EXTRACTED DATA -
-------

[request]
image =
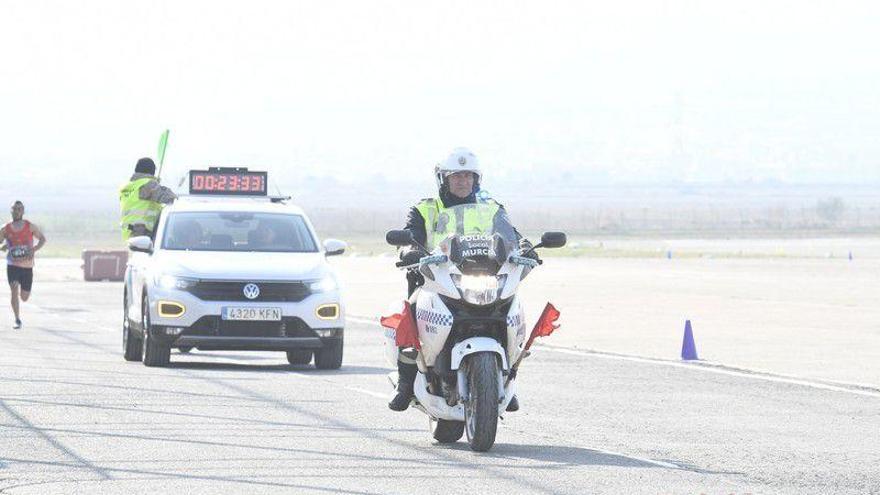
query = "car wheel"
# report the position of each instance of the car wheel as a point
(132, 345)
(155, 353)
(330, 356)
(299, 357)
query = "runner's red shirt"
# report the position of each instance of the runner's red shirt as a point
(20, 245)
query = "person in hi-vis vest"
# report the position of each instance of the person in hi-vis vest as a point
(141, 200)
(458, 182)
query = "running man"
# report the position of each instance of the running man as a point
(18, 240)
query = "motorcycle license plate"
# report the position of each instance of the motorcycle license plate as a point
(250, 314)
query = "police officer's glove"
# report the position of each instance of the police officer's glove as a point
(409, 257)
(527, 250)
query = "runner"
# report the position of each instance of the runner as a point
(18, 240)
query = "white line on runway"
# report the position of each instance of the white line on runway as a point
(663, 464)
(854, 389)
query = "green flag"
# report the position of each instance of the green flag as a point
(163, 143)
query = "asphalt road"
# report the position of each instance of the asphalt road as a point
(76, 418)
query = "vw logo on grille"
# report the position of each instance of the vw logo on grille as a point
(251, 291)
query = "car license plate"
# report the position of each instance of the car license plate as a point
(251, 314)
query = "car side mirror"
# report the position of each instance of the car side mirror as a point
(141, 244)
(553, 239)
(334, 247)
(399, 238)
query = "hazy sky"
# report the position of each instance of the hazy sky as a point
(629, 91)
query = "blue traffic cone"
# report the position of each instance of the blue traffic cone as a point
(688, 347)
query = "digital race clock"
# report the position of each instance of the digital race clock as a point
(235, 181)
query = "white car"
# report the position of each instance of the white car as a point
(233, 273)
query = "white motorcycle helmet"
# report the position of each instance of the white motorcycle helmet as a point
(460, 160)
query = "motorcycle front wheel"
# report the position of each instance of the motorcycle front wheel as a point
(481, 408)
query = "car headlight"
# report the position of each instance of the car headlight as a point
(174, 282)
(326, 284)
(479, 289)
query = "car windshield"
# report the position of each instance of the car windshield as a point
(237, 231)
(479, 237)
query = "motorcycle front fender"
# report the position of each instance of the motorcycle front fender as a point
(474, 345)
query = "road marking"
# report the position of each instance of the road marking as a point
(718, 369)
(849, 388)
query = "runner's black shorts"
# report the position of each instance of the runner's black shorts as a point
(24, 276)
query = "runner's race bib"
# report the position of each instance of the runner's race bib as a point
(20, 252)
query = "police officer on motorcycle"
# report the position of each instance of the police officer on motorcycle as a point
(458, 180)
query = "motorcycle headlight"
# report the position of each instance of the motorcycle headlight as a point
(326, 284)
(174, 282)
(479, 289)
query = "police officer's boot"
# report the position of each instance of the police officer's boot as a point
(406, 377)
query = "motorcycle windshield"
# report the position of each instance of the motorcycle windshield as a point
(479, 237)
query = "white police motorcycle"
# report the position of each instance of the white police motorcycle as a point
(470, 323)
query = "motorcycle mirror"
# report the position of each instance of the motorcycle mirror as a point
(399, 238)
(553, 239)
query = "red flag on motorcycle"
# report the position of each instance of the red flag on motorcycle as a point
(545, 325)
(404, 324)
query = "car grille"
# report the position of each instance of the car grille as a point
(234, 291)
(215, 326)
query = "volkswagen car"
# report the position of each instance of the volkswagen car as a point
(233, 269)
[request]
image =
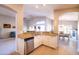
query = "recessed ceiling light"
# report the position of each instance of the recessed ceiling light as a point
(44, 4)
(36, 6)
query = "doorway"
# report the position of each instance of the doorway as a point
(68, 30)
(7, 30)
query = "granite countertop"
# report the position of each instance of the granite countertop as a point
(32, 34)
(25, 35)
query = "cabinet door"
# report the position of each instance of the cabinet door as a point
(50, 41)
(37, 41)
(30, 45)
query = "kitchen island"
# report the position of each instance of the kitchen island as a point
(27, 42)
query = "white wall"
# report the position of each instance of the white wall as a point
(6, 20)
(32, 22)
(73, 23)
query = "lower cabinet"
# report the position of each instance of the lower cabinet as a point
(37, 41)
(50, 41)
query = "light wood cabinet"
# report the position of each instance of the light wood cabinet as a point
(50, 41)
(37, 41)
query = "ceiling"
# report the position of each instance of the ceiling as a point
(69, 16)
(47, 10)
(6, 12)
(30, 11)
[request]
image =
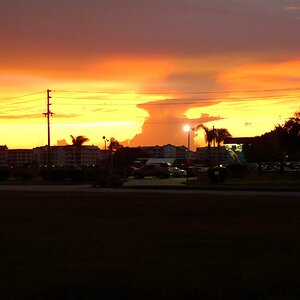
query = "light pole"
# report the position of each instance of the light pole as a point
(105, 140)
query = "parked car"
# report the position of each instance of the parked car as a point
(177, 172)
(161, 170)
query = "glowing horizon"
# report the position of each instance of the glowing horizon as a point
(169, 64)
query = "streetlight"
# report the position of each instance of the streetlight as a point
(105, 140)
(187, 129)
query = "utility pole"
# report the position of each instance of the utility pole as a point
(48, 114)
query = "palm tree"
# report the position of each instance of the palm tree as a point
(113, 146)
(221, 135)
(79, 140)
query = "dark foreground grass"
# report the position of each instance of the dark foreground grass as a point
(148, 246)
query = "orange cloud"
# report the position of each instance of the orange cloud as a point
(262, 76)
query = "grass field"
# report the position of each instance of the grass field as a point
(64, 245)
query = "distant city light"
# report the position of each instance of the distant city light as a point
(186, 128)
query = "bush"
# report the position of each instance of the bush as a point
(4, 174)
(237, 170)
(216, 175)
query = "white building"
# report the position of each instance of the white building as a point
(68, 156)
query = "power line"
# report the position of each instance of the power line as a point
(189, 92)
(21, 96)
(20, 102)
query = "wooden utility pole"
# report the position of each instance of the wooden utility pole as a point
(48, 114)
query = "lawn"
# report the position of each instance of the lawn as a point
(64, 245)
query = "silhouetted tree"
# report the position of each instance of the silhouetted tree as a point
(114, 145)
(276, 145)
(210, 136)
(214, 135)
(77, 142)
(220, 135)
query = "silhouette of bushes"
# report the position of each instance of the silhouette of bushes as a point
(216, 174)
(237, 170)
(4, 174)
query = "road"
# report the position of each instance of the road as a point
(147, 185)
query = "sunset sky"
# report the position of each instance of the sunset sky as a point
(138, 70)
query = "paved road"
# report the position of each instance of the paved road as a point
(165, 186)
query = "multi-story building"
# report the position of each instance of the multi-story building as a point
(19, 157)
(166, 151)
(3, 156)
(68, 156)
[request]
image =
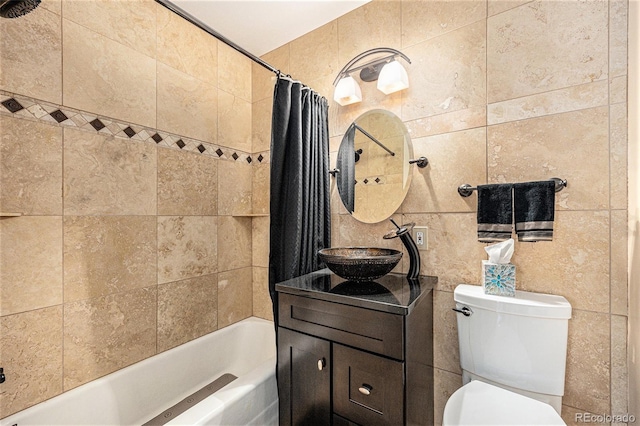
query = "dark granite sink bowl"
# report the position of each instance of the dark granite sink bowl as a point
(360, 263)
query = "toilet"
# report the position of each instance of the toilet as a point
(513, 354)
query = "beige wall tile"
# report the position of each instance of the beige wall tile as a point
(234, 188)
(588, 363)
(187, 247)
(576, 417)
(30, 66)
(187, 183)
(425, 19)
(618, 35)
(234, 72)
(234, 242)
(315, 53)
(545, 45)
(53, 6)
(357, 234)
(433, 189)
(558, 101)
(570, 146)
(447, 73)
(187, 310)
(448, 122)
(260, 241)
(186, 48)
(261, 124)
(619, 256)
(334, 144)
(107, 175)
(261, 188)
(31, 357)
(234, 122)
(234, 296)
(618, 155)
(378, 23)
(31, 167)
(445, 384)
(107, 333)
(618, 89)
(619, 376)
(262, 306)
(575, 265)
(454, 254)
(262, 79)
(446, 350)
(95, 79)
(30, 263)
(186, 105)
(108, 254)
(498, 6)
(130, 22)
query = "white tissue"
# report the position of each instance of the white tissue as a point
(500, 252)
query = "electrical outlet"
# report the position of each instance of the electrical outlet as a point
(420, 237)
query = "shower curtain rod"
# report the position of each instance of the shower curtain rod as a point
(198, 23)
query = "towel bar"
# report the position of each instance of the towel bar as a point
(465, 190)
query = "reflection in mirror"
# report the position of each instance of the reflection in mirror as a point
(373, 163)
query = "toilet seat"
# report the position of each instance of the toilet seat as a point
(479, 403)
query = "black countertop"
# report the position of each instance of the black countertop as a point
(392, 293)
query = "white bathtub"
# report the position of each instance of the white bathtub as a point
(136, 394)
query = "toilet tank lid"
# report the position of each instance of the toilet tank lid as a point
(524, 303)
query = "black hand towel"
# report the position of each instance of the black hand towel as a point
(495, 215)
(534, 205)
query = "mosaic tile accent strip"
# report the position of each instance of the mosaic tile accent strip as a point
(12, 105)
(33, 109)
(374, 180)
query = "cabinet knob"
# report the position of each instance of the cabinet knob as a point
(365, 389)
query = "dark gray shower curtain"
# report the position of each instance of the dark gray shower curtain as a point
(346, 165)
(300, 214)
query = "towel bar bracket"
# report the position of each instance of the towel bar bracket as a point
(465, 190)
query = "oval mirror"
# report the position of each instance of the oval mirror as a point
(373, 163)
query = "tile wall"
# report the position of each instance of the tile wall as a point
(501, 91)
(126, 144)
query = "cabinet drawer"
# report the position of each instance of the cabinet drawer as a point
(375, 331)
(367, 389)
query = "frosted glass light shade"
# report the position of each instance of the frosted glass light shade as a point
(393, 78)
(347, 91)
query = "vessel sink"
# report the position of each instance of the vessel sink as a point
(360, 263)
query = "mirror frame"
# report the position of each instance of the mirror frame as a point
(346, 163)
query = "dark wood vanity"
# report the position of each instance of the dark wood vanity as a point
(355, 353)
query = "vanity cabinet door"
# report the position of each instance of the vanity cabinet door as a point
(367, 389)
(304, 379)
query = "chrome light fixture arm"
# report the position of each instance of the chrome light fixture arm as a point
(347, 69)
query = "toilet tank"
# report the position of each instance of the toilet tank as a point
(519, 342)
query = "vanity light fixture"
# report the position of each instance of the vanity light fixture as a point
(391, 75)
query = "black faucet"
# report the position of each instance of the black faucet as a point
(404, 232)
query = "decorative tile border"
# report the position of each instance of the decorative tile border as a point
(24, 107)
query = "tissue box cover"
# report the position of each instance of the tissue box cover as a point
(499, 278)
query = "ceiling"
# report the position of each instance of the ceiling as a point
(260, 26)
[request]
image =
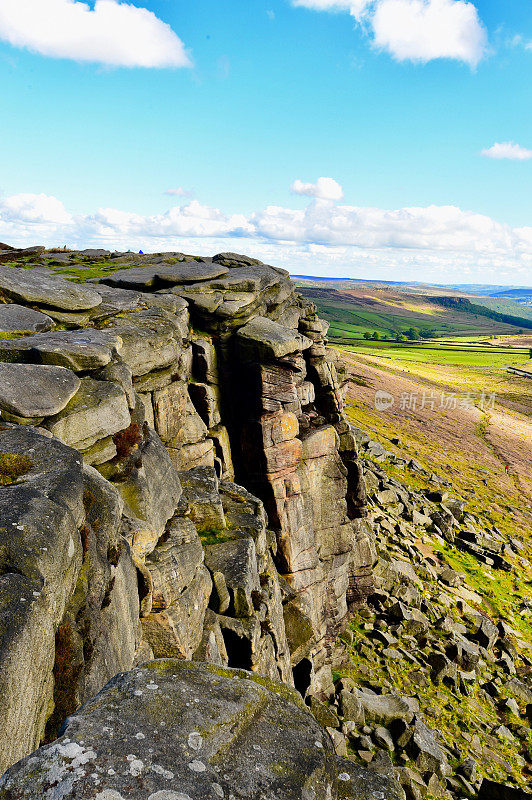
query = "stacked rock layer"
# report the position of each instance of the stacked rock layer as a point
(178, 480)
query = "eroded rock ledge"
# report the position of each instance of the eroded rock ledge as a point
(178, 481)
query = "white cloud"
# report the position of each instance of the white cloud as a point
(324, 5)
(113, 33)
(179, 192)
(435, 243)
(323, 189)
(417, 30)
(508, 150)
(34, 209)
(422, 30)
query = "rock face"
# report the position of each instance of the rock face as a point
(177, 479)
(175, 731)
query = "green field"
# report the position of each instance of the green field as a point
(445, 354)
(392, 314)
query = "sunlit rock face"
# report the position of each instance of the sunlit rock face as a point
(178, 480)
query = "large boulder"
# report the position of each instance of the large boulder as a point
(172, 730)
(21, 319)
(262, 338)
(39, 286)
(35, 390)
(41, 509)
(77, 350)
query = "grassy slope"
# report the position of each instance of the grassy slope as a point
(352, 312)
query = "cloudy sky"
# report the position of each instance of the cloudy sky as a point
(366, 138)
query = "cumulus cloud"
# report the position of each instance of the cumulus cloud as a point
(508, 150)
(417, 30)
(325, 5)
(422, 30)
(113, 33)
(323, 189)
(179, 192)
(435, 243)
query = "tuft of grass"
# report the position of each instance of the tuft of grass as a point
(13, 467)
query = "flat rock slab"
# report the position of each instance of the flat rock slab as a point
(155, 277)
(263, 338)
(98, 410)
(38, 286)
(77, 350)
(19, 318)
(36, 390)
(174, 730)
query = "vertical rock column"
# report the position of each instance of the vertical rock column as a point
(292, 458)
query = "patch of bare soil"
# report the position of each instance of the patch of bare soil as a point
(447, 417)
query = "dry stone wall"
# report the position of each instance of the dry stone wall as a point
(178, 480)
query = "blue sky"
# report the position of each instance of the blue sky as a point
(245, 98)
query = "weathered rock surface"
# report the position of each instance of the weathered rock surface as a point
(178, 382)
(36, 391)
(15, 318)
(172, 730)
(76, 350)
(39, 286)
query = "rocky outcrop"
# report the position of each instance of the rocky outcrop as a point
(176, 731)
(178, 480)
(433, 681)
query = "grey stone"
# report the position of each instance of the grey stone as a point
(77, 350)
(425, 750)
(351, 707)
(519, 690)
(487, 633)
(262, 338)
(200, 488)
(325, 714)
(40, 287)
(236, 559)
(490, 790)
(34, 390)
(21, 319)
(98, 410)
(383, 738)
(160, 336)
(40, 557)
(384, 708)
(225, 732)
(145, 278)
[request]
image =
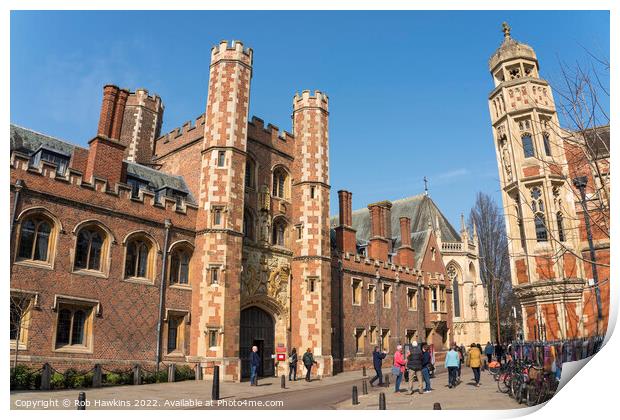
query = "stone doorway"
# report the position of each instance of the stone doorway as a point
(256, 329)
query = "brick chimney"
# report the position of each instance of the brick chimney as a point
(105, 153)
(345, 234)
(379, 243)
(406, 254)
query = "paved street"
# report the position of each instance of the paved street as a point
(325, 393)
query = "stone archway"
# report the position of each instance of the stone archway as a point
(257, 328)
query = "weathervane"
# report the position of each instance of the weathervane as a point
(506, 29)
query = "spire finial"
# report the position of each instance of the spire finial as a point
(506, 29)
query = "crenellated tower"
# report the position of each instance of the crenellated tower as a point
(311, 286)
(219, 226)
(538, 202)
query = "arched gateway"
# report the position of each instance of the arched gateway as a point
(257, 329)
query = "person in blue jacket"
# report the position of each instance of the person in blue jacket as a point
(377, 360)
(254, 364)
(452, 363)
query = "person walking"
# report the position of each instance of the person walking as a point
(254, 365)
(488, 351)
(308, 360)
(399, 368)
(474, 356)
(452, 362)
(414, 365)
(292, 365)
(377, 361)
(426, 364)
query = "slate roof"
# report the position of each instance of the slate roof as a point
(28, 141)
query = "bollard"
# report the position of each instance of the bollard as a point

-------

WRITTEN PROBLEM - How many lines in the items above contain the string "headlight" with matching case? Reply with the number alone.

TASK SOLUTION - 4